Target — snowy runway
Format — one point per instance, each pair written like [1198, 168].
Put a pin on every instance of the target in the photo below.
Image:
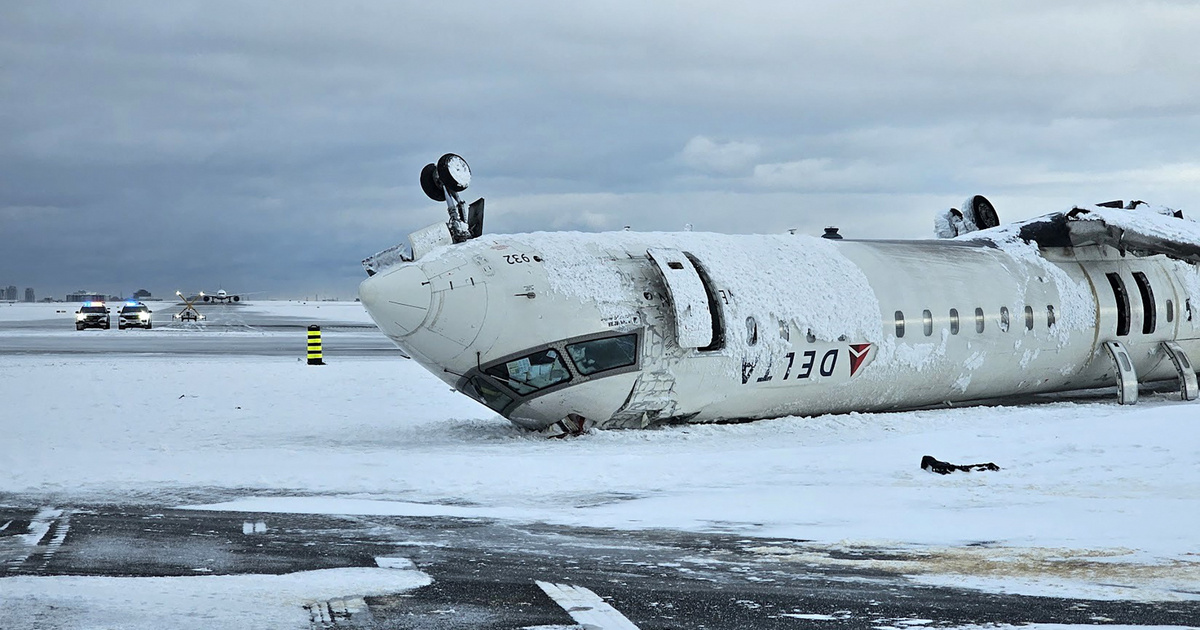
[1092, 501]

▸ EXERCISE DETAILS
Lay out the rows above as a two-column CSV with the header instruction,answer and one line per row. Put each row's text in one quoted instruction field and its answer in one quoted answer field, with line breaks turned into spaces and the pictures left out.

▸ SOLUTION FOR THIS PROBLEM
instruction,answer
"Target — snowy runway Format — one point per instance, each pair written like [1198, 168]. Put a pin on every instance of the target in the photo below. Image:","[1092, 501]"